[Exercise brief]: Copy each of the lines below word for word, keeping every character and number unchanged.

[Information given]:
=====

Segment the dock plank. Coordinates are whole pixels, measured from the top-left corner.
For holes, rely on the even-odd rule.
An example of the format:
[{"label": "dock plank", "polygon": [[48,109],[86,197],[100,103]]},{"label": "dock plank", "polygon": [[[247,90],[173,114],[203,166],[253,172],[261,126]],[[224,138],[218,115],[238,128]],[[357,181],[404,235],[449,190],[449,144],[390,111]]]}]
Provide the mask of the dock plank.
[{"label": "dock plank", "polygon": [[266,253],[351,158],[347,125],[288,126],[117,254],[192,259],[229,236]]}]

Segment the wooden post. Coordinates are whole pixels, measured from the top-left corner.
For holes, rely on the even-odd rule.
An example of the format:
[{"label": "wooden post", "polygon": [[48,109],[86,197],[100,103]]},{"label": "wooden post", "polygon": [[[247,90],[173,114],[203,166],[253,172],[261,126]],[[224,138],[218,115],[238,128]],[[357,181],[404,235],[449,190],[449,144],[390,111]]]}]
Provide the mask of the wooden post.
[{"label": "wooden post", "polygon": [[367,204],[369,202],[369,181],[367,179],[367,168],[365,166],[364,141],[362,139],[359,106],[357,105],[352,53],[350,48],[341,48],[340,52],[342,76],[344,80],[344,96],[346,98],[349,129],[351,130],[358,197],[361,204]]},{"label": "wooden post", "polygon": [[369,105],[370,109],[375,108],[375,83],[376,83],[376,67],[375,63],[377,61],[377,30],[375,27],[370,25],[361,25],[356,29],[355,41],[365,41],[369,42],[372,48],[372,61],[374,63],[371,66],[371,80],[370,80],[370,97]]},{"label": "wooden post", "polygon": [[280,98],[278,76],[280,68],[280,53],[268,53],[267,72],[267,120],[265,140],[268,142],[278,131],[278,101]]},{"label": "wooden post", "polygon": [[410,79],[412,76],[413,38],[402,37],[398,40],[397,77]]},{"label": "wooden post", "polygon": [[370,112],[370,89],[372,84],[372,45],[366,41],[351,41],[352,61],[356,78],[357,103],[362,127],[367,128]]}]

=====

[Problem solution]:
Segment the dock plank. Coordinates are whole pixels, measured from the top-left corner.
For holes, rely on the even-odd rule.
An example of the format:
[{"label": "dock plank", "polygon": [[48,109],[86,197],[100,103]]},{"label": "dock plank", "polygon": [[[247,90],[173,114],[203,166],[253,172],[261,126]],[[224,138],[218,115],[238,128]],[[357,181],[404,235],[449,190],[449,144],[390,111]]]}]
Provide the mask of the dock plank.
[{"label": "dock plank", "polygon": [[266,253],[351,158],[347,125],[288,126],[117,254],[192,259],[229,236]]}]

Segment the wooden post. Coordinates are whole pixels, measured from the top-left corner.
For holes, rely on the even-odd rule.
An example of the format:
[{"label": "wooden post", "polygon": [[48,109],[86,197],[100,103]]},{"label": "wooden post", "polygon": [[[247,90],[173,114],[203,166],[253,172],[261,126]],[[224,138],[218,115],[238,128]],[[357,181],[404,235],[449,190],[449,144],[390,111]]]}]
Provide the mask of the wooden post.
[{"label": "wooden post", "polygon": [[367,204],[369,202],[369,181],[367,179],[367,168],[365,166],[364,141],[362,139],[359,106],[357,105],[352,53],[350,48],[341,48],[340,52],[342,76],[344,80],[344,96],[346,98],[349,129],[351,130],[358,197],[361,204]]},{"label": "wooden post", "polygon": [[369,105],[370,109],[375,108],[375,83],[376,83],[376,67],[375,63],[377,61],[377,30],[375,27],[370,25],[361,25],[356,29],[355,41],[365,41],[369,42],[372,48],[372,61],[374,63],[371,66],[371,80],[370,80],[370,97]]},{"label": "wooden post", "polygon": [[280,98],[278,76],[280,68],[280,53],[268,53],[267,72],[267,120],[265,140],[268,142],[278,131],[278,101]]},{"label": "wooden post", "polygon": [[410,79],[412,76],[413,38],[402,37],[398,40],[397,77]]},{"label": "wooden post", "polygon": [[370,112],[370,89],[372,84],[372,45],[366,41],[351,41],[352,61],[356,78],[357,103],[362,127],[367,128]]}]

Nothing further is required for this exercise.